(Records drawn from a dataset)
Content starts

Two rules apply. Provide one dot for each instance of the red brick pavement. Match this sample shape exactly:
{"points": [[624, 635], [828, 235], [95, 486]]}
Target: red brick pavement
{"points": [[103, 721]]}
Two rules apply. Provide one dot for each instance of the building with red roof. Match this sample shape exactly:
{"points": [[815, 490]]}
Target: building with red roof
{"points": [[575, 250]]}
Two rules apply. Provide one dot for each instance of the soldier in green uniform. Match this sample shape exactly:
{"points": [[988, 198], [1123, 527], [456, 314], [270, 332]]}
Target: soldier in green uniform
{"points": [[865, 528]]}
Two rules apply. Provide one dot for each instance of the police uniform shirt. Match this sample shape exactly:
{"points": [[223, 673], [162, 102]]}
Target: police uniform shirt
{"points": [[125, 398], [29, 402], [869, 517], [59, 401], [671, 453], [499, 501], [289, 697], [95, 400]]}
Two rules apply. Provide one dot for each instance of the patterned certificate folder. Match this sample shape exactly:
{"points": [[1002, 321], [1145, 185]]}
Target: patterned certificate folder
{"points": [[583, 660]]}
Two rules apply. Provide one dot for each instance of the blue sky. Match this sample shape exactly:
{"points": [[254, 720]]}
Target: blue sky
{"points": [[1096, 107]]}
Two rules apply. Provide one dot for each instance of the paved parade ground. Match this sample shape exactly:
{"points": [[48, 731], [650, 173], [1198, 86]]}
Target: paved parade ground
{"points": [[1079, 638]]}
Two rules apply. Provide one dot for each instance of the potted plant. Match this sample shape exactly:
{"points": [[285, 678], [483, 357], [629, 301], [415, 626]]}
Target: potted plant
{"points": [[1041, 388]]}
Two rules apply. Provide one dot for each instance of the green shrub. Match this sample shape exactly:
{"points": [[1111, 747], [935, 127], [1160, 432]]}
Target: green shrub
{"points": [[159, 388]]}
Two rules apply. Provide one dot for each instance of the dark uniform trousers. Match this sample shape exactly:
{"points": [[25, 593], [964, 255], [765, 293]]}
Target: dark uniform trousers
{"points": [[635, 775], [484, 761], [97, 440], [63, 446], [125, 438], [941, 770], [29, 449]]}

Content ends

WHAT IS EXPECTED
Give back every line of the data exactly.

ANSWER AREA
Two rules apply. Provide one dot for each instance of the red brick pavement. Match this sample shape exactly:
{"points": [[624, 635], [828, 235], [95, 486]]}
Target: red brick pavement
{"points": [[103, 721]]}
Two rules apply. Provide one dot for each instance of the building with red roof. Match this sample shape exactly:
{"points": [[815, 490]]}
Target: building with red roof
{"points": [[575, 250]]}
Two rules apply. Provide one dot for each instance of the soldier in green uniform. Match this sample shape exactly:
{"points": [[988, 198], [1123, 527], [456, 314], [270, 332]]}
Target: soldier in green uniform
{"points": [[865, 528]]}
Two rules apply. Provide one dot for each instance of the police uniform shirt. Match this sample shape exactly:
{"points": [[223, 673], [162, 102]]}
Target: police uniform shirt
{"points": [[125, 398], [29, 402], [869, 517], [59, 401], [671, 453], [499, 501], [289, 697], [95, 400]]}
Two rules apply. Provide one dot for each instance of the patterned certificate folder. Match this sample shape exactly:
{"points": [[1002, 321], [1145, 185]]}
Target: patterned certificate folder
{"points": [[583, 660]]}
Two rules apply. Provide one dot for each instance of the blue sky. Match this sample shape exactly:
{"points": [[254, 720]]}
Target: blue sky
{"points": [[1096, 107]]}
Two rules apply. Provide one dot for each instance of the paved parade ground. Match this sample shape exactly:
{"points": [[48, 731], [650, 173], [1198, 86]]}
Target: paved parade ground
{"points": [[1079, 638]]}
Two rules apply. Provide one dot for each instance of the potted plant. Match this sample shape exactly:
{"points": [[285, 678], [483, 357], [629, 301], [415, 626]]}
Target: potted plant
{"points": [[1041, 388]]}
Two rules apply. Provide one dot for each instance of the green shrub. Match this sample shape exactly:
{"points": [[1111, 747], [935, 127], [1160, 432]]}
Target: green shrub
{"points": [[159, 388]]}
Two rules apply. Provide one dot for each instance of the dark uniform trousers. Match this sample shape exactly:
{"points": [[25, 593], [964, 255], [765, 293]]}
Target: dark uniform trousers
{"points": [[635, 775], [484, 761], [97, 440], [63, 446], [125, 438], [941, 770], [29, 449]]}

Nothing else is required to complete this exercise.